> [Collection entries]:
§ §

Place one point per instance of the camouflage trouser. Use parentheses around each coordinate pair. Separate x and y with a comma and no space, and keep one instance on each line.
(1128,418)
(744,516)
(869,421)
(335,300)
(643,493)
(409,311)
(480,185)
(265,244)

§ §

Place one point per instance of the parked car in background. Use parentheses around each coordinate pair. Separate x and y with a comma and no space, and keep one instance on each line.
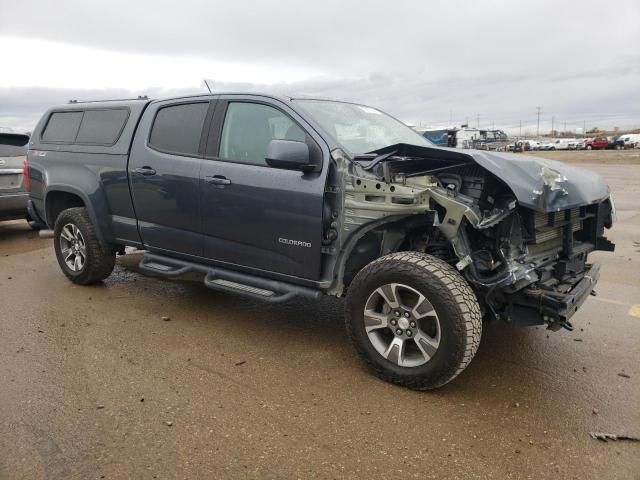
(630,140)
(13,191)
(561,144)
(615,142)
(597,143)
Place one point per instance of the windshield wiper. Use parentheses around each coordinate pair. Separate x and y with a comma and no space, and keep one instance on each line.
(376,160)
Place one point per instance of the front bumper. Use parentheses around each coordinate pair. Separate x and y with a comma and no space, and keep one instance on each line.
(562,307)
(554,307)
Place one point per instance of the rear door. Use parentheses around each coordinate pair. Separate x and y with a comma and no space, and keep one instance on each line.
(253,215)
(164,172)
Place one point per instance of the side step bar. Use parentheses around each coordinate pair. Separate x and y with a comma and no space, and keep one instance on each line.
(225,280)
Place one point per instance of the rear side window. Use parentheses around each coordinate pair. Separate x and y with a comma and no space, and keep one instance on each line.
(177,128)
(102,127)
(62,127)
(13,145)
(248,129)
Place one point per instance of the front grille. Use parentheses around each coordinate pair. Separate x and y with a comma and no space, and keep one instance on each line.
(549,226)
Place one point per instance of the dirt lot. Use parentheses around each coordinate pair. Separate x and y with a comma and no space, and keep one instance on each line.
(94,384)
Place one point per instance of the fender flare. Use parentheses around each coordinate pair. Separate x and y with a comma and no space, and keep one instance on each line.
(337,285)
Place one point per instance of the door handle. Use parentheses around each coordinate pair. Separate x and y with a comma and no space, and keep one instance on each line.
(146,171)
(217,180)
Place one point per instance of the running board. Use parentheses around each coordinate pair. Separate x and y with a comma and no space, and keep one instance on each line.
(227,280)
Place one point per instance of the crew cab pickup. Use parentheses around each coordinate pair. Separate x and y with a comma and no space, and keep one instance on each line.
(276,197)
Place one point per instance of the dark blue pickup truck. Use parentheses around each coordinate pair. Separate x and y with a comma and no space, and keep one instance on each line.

§ §

> [Task description]:
Reproduce, word for word, the lines of the listing above, beginning with the line containing "Place one point per instance of the crew" and continuing down to the line containing "Place one point per instance of the dark", with both of those lines included.

> [Finished task]:
Place one point per instance of the crew cab pickup. Use parentheses around each coordinate pair. Separate x and y with a comma and no space, and keep one instance on each line.
(276,197)
Place one point per instance of the dark blue pickup truck. Use parentheses around each coordinate pair. Separate x and y with a comma and no space, and keep one instance on each line.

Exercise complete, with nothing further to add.